• _AIM OF THE TASK_
Find every line in the records below that contains the word "platform", and copy each of those lines.

Records from a dataset:
☆ ☆ ☆ ☆ ☆ ☆ ☆

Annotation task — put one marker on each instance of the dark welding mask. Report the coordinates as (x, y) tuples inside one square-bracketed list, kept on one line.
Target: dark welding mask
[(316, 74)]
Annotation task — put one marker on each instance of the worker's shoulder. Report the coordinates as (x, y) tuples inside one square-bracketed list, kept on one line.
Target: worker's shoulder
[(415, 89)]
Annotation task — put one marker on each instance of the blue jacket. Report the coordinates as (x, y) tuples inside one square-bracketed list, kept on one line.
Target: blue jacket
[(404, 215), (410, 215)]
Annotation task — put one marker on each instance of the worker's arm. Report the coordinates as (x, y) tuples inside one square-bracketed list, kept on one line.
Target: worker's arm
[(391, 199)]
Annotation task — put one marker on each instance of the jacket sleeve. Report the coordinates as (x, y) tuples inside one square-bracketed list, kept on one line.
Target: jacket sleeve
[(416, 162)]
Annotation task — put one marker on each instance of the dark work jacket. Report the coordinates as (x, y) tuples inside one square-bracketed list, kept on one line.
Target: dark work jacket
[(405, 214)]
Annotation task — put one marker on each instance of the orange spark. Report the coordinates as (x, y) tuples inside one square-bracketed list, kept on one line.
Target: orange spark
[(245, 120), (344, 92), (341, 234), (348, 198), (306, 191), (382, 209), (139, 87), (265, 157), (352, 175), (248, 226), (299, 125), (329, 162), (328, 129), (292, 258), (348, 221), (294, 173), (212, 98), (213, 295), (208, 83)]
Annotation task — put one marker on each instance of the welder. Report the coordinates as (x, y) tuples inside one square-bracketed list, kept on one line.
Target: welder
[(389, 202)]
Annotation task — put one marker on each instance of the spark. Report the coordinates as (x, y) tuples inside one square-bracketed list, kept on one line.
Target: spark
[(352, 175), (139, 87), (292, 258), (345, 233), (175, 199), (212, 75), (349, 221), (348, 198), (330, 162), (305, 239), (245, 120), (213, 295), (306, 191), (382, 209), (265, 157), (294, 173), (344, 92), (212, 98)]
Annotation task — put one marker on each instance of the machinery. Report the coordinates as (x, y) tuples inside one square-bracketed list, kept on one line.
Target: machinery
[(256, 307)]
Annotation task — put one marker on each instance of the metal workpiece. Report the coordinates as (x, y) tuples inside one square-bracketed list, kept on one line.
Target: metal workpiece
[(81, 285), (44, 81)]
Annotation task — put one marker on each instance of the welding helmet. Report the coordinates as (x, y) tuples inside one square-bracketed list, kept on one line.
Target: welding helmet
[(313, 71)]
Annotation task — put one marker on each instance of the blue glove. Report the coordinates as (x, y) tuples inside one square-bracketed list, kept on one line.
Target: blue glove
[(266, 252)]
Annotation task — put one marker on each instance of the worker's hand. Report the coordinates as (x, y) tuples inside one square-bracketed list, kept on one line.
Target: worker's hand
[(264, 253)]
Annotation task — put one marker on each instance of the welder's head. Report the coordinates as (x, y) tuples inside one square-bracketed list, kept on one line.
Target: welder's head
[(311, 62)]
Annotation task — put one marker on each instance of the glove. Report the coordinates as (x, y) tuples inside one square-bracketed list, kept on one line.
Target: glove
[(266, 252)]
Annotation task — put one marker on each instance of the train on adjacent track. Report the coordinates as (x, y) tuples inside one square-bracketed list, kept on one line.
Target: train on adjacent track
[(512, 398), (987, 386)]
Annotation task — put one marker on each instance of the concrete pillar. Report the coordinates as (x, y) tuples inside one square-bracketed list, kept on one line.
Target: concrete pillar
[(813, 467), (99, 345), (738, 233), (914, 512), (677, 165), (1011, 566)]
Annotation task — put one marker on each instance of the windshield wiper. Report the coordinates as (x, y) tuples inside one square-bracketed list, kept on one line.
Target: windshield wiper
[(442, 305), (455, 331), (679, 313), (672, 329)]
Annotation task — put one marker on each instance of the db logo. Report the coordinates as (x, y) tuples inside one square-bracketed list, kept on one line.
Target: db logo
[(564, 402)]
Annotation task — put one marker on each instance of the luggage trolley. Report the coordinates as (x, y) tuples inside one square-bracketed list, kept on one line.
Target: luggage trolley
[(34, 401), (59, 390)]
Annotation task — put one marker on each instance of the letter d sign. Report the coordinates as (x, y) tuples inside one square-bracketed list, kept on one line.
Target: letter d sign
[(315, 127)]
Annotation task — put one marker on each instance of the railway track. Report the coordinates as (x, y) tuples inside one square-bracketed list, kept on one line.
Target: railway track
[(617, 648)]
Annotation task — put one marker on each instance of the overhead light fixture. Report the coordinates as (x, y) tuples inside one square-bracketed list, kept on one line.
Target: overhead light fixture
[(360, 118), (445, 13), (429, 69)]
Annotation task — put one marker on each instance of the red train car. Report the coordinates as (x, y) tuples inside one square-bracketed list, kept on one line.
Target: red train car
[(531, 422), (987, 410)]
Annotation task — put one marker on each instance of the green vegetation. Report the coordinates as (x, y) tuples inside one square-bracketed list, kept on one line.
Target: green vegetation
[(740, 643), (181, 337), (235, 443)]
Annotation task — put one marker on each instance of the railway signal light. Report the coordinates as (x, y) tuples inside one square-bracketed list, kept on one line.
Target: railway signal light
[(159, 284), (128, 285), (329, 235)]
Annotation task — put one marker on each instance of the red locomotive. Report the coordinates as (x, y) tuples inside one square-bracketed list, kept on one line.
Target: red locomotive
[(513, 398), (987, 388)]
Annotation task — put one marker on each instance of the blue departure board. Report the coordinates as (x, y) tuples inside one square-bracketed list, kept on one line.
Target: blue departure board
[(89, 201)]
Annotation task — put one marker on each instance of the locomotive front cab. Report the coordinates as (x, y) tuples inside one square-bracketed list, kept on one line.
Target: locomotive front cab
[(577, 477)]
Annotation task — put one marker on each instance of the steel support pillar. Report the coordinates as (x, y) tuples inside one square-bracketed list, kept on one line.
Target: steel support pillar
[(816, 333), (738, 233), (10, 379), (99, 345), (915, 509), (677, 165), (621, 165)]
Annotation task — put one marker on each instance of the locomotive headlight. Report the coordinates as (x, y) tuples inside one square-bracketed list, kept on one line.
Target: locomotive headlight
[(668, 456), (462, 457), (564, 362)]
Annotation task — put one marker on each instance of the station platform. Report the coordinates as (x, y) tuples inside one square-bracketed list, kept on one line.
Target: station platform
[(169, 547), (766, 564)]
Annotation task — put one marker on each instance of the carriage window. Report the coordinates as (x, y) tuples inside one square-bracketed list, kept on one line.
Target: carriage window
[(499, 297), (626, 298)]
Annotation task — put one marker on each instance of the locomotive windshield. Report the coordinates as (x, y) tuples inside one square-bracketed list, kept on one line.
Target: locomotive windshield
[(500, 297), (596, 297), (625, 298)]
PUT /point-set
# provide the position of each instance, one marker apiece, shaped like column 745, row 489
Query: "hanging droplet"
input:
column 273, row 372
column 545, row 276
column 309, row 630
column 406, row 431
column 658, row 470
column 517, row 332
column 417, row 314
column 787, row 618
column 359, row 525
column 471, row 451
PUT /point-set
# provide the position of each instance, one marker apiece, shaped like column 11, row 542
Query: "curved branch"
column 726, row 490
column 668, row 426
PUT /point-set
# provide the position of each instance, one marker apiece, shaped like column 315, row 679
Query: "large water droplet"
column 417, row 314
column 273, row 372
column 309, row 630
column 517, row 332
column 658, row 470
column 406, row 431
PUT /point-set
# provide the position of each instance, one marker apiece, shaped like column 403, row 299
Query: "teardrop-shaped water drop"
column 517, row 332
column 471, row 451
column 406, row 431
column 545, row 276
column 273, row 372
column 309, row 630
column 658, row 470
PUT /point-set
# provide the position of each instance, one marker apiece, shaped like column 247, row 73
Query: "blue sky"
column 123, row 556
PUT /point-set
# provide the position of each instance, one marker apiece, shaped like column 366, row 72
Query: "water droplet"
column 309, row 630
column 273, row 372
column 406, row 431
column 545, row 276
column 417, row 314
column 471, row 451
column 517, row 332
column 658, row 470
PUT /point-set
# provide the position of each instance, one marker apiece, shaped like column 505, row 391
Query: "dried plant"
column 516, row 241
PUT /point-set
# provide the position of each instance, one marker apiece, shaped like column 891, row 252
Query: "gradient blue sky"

☆ ☆ ☆ ☆ ☆ ☆ ☆

• _FINAL RESULT_
Annotation task — put one marker on each instance of the station platform. Report the coordinates as (x, y) tuples inside one square-bracketed list, kept on one line.
Target: station platform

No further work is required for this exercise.